Information given: Begin

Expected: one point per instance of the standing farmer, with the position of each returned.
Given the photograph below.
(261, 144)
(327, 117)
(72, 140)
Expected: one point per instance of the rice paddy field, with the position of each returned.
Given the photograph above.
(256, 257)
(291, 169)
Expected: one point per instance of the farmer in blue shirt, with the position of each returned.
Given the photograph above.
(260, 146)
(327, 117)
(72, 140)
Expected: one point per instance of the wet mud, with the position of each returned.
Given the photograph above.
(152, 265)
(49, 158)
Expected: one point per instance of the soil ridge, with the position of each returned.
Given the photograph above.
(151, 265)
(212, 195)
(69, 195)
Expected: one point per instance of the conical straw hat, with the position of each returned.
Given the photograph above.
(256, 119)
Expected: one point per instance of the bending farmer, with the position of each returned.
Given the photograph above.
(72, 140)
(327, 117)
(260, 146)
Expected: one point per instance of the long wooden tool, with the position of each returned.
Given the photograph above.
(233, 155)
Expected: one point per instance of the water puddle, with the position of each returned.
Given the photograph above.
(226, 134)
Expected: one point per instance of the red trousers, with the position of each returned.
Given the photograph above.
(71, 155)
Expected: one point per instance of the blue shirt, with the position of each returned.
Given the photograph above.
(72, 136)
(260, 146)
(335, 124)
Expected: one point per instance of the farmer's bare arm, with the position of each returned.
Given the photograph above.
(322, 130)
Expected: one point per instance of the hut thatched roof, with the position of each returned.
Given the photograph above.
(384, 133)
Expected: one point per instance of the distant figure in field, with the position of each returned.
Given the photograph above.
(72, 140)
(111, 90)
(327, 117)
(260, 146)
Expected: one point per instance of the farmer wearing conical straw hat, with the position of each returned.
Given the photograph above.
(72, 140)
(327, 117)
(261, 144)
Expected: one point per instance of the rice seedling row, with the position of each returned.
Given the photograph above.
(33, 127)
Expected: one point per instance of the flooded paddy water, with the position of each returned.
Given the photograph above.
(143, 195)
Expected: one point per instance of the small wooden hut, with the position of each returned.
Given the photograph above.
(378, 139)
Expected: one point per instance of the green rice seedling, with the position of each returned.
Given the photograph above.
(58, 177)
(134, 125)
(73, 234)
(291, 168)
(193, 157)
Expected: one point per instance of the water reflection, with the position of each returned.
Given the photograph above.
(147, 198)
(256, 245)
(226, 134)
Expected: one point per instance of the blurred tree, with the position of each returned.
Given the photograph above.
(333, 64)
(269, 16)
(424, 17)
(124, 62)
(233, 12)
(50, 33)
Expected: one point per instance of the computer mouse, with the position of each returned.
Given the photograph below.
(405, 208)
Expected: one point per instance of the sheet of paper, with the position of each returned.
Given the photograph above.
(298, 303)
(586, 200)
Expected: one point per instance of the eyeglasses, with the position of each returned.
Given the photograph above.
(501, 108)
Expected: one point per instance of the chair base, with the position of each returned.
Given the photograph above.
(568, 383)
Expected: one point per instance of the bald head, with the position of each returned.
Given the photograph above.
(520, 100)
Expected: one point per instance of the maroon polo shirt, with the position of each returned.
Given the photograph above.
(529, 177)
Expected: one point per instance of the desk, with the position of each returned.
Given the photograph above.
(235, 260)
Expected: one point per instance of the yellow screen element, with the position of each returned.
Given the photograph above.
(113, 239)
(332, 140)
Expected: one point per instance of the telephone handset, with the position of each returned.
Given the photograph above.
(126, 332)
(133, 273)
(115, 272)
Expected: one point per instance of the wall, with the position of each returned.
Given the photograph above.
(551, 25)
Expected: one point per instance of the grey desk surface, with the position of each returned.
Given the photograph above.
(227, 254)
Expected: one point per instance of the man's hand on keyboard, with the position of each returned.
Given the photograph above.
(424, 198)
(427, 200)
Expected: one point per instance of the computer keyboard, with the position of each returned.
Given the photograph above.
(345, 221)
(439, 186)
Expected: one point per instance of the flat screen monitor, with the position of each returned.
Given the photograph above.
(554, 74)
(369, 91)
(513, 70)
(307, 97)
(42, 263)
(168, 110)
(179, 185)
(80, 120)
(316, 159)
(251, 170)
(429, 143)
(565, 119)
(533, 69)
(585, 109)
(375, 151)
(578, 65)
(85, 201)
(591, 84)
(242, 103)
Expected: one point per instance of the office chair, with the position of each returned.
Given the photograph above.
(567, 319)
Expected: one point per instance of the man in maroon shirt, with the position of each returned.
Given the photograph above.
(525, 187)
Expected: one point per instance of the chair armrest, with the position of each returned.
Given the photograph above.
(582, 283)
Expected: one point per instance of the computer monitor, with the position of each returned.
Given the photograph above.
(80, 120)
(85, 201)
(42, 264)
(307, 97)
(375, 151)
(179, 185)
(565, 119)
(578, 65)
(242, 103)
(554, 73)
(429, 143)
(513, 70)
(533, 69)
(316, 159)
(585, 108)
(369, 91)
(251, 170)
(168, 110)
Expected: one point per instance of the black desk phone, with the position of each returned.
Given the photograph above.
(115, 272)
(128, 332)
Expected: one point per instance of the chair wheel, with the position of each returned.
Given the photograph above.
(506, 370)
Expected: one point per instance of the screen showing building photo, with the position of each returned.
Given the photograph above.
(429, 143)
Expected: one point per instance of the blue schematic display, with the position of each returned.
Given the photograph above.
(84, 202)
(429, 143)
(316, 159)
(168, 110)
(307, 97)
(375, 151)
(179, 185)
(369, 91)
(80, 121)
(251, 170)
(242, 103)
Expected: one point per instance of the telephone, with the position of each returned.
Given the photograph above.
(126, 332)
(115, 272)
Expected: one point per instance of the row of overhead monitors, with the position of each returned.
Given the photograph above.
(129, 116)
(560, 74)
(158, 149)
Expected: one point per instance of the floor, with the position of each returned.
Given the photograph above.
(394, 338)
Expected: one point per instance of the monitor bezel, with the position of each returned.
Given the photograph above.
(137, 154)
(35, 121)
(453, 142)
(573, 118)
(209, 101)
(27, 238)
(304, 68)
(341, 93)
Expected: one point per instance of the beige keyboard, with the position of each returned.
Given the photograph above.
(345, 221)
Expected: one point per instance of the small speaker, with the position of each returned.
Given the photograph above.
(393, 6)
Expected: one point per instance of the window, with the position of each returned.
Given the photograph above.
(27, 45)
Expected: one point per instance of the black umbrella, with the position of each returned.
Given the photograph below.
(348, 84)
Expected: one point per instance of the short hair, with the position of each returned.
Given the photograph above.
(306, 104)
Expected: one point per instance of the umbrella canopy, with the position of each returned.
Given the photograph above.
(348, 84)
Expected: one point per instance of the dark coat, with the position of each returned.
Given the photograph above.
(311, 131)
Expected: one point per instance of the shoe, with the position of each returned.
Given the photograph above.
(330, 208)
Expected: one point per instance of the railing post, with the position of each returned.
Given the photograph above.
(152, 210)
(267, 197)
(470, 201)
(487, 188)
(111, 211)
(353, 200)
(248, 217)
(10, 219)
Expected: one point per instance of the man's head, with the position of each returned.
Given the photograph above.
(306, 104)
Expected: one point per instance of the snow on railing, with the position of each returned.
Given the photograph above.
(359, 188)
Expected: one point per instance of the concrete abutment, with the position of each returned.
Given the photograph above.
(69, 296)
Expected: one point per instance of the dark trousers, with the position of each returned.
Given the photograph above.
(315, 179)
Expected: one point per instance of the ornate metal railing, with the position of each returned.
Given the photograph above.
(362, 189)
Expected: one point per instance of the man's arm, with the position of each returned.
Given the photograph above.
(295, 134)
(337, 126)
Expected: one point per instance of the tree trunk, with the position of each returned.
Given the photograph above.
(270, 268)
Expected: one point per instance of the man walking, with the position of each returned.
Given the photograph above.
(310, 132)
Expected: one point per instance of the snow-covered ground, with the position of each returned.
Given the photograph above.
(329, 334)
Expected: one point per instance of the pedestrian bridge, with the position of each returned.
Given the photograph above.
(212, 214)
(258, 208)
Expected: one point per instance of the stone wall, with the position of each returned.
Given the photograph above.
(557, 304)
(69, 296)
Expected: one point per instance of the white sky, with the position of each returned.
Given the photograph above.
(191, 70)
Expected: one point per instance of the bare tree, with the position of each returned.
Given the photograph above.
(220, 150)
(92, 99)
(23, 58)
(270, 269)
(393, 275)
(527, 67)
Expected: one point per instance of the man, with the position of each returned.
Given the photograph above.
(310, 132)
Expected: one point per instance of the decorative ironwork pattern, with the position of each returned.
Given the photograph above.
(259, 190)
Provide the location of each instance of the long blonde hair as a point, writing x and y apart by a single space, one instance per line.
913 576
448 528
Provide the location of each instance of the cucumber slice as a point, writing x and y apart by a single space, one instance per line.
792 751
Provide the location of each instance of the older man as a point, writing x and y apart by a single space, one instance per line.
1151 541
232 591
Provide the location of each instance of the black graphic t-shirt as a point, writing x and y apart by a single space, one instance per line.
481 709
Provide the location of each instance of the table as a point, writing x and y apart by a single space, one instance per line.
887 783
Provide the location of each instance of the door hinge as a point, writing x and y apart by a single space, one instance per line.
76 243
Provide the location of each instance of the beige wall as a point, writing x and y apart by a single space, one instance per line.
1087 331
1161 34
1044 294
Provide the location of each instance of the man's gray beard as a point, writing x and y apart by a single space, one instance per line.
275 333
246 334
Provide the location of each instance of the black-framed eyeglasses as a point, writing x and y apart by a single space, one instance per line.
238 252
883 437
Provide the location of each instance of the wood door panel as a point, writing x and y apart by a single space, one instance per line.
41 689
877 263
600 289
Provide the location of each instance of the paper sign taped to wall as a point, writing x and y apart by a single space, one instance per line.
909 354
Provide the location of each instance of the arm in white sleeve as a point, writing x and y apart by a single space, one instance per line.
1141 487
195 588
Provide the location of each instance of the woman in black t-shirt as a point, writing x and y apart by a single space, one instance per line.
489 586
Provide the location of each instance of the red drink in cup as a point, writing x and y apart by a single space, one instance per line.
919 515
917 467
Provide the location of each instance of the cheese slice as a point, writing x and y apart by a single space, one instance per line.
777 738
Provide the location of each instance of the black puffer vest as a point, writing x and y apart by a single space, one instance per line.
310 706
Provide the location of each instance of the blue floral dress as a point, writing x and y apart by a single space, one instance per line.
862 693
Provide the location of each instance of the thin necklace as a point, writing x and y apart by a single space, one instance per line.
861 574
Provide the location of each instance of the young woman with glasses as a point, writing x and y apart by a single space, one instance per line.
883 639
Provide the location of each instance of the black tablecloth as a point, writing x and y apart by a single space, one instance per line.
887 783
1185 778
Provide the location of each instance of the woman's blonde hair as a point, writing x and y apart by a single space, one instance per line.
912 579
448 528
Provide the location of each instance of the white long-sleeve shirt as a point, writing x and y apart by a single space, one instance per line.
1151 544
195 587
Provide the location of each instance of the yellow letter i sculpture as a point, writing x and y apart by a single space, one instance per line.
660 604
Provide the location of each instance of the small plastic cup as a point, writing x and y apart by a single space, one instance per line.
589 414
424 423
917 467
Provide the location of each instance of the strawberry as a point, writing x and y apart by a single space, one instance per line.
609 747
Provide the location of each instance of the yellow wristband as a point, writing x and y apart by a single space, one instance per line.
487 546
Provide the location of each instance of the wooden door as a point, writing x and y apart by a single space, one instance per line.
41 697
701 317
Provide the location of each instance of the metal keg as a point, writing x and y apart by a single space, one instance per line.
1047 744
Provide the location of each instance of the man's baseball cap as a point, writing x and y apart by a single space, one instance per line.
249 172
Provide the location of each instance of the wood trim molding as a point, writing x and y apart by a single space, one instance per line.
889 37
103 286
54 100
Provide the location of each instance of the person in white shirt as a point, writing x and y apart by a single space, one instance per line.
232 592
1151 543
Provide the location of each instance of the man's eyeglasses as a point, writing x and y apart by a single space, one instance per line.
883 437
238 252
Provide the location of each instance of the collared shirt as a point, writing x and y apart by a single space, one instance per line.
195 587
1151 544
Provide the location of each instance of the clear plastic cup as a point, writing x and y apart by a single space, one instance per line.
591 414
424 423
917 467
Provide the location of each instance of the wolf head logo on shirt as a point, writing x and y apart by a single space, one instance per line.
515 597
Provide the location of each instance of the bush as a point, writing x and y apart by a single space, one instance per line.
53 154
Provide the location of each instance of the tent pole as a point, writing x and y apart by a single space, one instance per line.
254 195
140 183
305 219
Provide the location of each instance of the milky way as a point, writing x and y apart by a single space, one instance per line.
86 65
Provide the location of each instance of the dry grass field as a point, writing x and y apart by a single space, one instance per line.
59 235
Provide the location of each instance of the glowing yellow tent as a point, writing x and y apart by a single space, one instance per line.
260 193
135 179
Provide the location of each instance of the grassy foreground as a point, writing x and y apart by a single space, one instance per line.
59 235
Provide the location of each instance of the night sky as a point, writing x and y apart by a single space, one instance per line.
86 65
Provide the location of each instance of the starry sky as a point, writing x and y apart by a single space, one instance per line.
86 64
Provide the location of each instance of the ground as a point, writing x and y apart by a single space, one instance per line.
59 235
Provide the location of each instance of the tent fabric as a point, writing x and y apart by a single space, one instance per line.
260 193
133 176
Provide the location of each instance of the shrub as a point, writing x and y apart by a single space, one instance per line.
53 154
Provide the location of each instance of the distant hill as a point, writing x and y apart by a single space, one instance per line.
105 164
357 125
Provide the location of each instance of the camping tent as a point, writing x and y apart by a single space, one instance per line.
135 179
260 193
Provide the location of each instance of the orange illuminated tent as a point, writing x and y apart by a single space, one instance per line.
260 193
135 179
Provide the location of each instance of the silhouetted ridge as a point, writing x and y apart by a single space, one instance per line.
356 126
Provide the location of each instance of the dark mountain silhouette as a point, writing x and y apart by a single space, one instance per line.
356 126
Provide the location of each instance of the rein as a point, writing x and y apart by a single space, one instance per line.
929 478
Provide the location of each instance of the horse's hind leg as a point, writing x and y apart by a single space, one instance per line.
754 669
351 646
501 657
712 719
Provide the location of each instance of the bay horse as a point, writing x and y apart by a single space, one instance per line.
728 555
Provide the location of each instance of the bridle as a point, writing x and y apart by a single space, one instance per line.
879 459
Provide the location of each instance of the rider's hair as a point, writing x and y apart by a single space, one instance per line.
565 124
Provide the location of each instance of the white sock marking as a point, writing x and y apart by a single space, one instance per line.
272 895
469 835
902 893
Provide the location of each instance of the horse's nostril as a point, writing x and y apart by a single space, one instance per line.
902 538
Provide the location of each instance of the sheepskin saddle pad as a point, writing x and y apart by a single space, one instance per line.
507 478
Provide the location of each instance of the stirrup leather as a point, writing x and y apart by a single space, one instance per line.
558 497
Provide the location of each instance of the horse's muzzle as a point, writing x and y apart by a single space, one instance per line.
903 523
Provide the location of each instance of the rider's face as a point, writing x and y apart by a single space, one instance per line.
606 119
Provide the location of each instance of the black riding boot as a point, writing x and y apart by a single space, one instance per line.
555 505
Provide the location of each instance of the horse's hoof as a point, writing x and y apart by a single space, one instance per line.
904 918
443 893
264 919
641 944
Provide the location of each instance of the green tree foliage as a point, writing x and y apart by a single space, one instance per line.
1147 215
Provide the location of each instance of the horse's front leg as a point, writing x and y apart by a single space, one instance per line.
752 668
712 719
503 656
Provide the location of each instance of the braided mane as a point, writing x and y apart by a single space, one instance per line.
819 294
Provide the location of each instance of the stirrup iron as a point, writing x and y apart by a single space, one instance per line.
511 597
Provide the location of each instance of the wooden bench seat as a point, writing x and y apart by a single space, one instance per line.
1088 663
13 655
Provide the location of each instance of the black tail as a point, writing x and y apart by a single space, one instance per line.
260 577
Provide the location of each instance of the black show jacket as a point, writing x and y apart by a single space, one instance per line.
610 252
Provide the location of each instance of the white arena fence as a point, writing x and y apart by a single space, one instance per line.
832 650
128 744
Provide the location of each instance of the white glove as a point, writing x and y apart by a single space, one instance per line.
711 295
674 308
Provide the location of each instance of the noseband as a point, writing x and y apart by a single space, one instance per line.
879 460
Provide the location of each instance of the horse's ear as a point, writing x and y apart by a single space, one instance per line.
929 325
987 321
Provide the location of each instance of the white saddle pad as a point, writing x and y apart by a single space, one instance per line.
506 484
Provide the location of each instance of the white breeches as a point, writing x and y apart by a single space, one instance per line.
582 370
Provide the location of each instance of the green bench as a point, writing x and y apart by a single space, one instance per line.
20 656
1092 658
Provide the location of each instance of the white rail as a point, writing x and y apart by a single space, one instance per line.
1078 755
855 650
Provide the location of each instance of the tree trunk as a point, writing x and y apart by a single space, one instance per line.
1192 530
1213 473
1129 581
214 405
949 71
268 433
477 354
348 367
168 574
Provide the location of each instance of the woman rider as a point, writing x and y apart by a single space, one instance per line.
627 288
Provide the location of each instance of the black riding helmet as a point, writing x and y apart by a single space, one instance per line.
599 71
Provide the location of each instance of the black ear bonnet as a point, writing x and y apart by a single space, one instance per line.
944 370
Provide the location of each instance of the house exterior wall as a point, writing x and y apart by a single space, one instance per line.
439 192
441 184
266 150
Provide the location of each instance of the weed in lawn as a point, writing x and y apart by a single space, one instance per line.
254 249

Information given: End

The problem
Only lines of the material that contain the word "conical" belong in the answer; copy each one.

Output of the task
Expected: one point per instance of the conical straw hat, with the position of each returned.
Expected: one point per instance of the farmer wearing conical straw hat, with the position of each returned.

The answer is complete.